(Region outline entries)
···

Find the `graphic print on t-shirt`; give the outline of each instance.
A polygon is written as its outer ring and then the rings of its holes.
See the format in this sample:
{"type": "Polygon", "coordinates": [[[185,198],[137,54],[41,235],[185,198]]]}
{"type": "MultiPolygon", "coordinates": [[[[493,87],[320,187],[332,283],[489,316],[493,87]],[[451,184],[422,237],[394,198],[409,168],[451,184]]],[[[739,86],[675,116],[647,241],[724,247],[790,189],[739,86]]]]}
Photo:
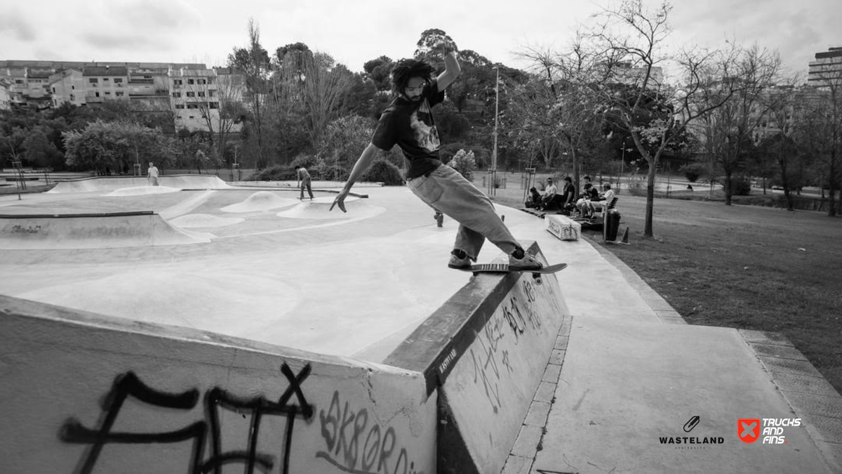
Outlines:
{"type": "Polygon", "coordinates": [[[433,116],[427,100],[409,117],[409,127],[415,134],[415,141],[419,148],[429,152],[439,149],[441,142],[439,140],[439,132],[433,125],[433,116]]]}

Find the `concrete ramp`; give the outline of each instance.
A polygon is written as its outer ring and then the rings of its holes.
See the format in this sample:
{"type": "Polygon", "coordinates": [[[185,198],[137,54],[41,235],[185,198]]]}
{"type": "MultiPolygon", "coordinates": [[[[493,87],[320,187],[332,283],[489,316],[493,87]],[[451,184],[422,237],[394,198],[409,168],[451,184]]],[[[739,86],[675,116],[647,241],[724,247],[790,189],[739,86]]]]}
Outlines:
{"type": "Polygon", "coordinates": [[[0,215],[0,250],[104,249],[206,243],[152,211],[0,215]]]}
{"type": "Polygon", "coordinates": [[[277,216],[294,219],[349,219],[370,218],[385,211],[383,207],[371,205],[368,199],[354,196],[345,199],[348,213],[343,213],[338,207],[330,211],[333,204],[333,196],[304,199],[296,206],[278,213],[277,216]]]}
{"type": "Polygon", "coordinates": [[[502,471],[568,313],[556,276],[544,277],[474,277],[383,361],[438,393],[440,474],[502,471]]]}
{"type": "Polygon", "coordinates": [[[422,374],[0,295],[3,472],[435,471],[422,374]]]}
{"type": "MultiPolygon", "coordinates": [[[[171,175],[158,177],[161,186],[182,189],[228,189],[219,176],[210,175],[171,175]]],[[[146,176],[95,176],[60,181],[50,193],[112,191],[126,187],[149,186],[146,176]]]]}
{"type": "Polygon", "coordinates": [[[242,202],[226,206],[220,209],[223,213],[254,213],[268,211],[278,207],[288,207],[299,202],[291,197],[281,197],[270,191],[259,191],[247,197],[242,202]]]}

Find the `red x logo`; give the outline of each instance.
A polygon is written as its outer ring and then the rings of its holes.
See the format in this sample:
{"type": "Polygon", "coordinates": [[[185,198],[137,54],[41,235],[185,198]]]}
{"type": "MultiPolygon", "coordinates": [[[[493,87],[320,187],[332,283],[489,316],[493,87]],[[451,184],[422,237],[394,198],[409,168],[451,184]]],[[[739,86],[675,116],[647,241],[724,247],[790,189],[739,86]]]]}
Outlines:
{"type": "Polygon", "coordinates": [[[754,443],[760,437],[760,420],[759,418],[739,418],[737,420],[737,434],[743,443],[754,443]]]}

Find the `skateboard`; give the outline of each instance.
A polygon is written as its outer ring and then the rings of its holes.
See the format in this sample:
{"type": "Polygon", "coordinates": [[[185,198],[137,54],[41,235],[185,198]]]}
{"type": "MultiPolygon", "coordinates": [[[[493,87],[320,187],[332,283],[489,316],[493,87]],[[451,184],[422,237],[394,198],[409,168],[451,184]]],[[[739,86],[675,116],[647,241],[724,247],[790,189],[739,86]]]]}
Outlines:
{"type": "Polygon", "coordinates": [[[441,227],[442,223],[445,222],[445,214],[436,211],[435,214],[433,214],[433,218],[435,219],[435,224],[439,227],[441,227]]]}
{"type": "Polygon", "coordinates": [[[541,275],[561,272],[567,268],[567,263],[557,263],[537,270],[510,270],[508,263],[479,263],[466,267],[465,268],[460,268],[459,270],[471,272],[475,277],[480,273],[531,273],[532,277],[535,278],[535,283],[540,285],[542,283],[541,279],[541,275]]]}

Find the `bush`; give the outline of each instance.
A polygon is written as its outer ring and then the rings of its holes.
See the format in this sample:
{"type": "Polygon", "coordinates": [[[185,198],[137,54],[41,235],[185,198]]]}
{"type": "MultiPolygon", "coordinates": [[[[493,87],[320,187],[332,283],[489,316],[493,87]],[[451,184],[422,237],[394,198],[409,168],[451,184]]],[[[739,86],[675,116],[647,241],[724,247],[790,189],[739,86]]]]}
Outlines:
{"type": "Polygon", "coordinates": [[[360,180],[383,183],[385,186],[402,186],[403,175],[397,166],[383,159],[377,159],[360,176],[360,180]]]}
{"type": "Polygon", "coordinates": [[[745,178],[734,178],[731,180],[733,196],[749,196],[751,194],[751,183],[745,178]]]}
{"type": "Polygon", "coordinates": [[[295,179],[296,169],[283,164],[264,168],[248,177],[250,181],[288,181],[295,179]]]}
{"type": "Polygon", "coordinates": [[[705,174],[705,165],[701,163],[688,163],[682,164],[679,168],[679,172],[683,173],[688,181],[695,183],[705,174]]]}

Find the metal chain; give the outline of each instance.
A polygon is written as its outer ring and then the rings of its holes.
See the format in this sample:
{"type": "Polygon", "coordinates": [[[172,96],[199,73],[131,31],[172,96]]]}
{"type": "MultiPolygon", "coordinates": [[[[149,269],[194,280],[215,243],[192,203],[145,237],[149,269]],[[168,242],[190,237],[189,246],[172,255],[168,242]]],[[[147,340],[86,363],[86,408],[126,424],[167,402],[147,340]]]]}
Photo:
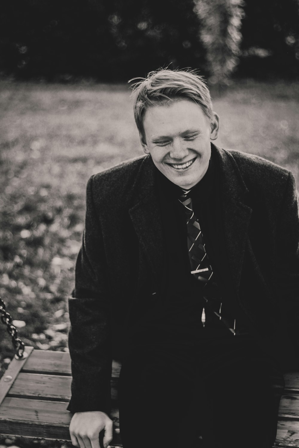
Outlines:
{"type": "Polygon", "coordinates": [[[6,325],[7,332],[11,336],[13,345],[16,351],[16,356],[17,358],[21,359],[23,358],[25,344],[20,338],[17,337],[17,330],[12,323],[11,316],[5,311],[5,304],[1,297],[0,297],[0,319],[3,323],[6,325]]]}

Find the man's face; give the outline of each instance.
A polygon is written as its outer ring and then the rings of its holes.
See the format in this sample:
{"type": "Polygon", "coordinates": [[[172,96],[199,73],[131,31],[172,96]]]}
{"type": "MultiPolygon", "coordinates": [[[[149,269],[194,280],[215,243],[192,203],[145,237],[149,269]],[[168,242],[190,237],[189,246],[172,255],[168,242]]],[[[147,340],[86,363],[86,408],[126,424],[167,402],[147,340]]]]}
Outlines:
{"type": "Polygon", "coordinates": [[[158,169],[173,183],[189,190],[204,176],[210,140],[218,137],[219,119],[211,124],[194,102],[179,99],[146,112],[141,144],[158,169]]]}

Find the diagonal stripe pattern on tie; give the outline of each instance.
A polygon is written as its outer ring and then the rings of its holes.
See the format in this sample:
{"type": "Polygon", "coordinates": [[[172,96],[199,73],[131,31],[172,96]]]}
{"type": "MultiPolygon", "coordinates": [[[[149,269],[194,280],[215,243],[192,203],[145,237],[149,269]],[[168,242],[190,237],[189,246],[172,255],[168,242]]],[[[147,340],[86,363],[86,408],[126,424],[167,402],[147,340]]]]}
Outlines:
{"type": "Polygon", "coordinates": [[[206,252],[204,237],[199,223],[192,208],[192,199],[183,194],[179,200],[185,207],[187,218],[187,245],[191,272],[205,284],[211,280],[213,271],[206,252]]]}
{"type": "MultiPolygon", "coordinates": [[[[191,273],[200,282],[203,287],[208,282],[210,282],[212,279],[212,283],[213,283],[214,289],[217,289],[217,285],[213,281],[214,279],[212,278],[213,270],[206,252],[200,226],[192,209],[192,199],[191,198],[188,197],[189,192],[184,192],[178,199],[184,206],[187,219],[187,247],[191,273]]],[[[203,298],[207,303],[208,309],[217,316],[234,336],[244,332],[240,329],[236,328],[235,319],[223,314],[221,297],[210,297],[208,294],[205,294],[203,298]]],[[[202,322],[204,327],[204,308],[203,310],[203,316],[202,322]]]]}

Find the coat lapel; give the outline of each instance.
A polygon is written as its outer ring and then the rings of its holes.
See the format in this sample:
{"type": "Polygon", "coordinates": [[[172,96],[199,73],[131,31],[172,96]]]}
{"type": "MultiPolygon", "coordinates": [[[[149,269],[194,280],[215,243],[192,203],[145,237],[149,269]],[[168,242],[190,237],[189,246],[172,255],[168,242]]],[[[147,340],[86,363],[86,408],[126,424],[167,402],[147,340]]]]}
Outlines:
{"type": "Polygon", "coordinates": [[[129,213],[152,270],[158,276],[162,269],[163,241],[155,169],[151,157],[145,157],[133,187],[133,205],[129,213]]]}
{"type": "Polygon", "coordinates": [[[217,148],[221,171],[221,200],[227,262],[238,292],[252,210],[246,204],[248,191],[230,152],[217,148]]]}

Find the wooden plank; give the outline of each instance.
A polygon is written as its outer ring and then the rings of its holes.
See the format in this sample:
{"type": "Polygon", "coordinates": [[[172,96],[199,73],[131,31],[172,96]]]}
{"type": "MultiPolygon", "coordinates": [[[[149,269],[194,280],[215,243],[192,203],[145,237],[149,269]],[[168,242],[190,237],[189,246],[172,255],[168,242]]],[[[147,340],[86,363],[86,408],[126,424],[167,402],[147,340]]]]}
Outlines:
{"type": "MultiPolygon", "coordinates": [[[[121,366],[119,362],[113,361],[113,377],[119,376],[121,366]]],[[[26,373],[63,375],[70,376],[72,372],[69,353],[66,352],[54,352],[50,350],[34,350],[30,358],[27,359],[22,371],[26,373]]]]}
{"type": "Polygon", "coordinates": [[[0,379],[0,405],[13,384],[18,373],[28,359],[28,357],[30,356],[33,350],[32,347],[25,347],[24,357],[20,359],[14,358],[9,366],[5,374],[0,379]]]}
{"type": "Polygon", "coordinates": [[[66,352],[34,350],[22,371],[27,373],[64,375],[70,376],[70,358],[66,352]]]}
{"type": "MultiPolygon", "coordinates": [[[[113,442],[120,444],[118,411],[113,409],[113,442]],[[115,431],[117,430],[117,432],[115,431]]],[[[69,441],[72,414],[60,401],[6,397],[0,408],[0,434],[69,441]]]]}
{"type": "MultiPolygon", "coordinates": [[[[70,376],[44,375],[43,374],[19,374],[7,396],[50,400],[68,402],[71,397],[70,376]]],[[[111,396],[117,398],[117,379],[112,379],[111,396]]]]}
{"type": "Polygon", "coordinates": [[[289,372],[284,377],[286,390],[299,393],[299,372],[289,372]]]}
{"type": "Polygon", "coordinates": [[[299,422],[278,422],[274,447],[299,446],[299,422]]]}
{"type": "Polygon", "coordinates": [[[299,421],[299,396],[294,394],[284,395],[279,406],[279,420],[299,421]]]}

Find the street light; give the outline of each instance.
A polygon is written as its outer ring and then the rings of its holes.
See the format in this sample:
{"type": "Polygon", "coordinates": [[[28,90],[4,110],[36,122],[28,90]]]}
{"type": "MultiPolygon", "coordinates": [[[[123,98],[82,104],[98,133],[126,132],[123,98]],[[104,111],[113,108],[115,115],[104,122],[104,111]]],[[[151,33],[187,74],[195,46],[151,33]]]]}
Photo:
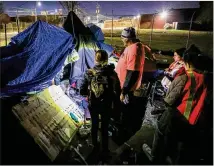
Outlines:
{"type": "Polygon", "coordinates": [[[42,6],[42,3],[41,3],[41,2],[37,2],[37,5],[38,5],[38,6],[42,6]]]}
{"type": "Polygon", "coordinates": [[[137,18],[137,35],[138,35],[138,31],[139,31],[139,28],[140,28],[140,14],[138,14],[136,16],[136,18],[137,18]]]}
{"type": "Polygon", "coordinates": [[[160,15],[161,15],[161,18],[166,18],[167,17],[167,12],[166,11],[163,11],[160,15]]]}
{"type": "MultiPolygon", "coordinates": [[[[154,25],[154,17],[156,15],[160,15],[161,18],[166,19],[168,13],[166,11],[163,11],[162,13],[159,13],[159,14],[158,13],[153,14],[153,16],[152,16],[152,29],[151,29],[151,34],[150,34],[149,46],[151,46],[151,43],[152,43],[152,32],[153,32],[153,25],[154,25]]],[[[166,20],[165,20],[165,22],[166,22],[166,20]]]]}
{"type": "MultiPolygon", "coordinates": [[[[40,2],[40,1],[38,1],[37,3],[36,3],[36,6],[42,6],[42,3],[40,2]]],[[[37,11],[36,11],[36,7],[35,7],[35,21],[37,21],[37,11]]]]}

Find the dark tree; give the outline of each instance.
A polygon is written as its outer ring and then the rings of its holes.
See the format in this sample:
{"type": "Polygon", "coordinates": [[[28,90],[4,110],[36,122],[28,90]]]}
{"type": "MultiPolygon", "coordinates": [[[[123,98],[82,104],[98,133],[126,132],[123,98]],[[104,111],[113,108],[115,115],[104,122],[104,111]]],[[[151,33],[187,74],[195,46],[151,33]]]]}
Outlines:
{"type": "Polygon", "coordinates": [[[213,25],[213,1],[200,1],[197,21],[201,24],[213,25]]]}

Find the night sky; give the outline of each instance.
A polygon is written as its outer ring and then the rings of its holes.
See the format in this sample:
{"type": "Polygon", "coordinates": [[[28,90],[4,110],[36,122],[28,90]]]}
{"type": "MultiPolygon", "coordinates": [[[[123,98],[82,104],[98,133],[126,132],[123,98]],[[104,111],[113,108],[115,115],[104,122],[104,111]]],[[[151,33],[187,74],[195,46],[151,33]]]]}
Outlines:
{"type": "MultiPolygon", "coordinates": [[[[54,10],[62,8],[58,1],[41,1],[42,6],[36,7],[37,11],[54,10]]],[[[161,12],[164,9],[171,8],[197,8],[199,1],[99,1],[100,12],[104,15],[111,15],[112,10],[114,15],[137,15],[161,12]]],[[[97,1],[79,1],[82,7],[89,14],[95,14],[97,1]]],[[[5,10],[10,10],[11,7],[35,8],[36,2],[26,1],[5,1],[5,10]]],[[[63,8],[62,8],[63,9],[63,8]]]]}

···

Copy out the stretch of the rows above from the line containing "Find the night" through the final line, reproducing each line word for word.

Find the night sky; give the outline of each instance.
A polygon is written as its outer ring and then the rings of its holes.
See the format in this sample:
{"type": "Polygon", "coordinates": [[[28,90],[4,110],[36,122],[28,90]]]}
{"type": "MultiPolygon", "coordinates": [[[[123,98],[82,104],[98,133],[126,132],[123,98]],[[104,111],[113,108],[115,115],[104,122],[104,111]]],[[[151,33],[187,74],[195,46],[151,33]]]]}
Outlines:
{"type": "MultiPolygon", "coordinates": [[[[54,10],[62,8],[58,1],[41,1],[42,6],[36,7],[37,11],[54,10]]],[[[161,12],[164,9],[171,8],[197,8],[199,1],[99,1],[100,12],[104,15],[111,15],[112,10],[114,15],[137,15],[161,12]]],[[[97,1],[79,1],[82,7],[89,14],[95,14],[97,1]]],[[[5,10],[10,10],[11,7],[35,8],[36,2],[26,1],[5,1],[5,10]]],[[[63,8],[62,8],[63,9],[63,8]]]]}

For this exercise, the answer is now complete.